▶ **AIM OF THE TASK**
Word for word, print all of the lines below.

[Stored data]

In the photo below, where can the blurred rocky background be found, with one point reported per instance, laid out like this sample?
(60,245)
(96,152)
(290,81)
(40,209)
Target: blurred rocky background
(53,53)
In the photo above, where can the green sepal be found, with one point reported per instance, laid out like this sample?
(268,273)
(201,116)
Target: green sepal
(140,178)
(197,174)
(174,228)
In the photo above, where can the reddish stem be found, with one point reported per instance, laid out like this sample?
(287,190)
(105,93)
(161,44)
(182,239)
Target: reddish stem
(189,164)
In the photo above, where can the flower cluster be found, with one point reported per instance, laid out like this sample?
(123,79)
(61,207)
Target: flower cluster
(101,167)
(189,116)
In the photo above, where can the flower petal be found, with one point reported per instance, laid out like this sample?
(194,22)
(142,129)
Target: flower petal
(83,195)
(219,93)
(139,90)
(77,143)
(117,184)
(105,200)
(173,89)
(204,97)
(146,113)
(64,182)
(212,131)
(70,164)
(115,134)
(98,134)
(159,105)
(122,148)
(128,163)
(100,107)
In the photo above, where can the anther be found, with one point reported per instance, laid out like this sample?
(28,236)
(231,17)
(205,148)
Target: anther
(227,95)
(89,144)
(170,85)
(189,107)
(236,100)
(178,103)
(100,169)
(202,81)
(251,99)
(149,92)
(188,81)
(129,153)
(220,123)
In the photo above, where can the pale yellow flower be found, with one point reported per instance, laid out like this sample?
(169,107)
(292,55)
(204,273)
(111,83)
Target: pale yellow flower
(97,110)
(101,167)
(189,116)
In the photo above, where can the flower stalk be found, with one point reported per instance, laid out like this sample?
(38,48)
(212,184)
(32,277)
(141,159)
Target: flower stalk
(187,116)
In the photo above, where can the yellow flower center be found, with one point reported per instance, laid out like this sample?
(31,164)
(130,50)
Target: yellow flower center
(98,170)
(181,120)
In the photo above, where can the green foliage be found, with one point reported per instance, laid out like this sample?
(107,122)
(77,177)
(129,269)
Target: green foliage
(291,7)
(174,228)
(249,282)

▶ **ANSWER AREA**
In the photo below, where can the blurred rocky background be found, with one point reported per instance, laid out like this sample?
(60,245)
(96,152)
(290,81)
(40,209)
Target: blurred rocky background
(53,53)
In the photo above, where can the green sepal be found, with one point reported per instance, laid out like this sample?
(268,273)
(201,116)
Target: green sepal
(140,178)
(197,174)
(174,228)
In the photo above, where can the reddish stem be found, with one point reported per instance, laid out like this sample?
(287,190)
(105,93)
(161,44)
(182,239)
Target: reddish stem
(189,164)
In the photo above, where can the flower cluster be found, with one point reported per instance, laid out like this sample?
(123,79)
(61,207)
Target: flower cluster
(101,167)
(189,116)
In the photo above, where can the flower petal be found, with one point reported per instance, laid out like this sample?
(194,22)
(142,129)
Target: flower petal
(83,195)
(219,93)
(139,90)
(77,143)
(117,184)
(105,200)
(173,89)
(204,97)
(146,113)
(64,182)
(212,131)
(70,164)
(115,134)
(98,134)
(159,105)
(122,148)
(128,163)
(100,107)
In the photo above, where can the anther be found, with one point reported per instance, laid out like this sample?
(28,236)
(231,17)
(205,148)
Target: anther
(227,95)
(89,144)
(170,85)
(189,107)
(236,100)
(178,103)
(100,169)
(202,81)
(251,99)
(149,92)
(188,81)
(129,153)
(220,123)
In the photo above, where can the pale yellow flower be found, with one point reported per instance, laid out like this sample?
(169,107)
(292,55)
(204,273)
(111,83)
Target: pale yellow flower
(97,110)
(101,167)
(189,116)
In the photo above, where can the flower stalk be found, with one point reported per instance, laid out like this sample?
(38,48)
(212,184)
(32,277)
(141,159)
Target: flower stalk
(187,116)
In the photo above, where can the yellow flower center be found, with one point reported per instance, laid out like this sample?
(31,164)
(130,50)
Target: yellow flower center
(98,170)
(181,120)
In the photo above, where can the green foliage be found, with one point reported per instance, laid out like this sample?
(107,122)
(77,177)
(129,269)
Target: green foliage
(291,7)
(174,228)
(249,282)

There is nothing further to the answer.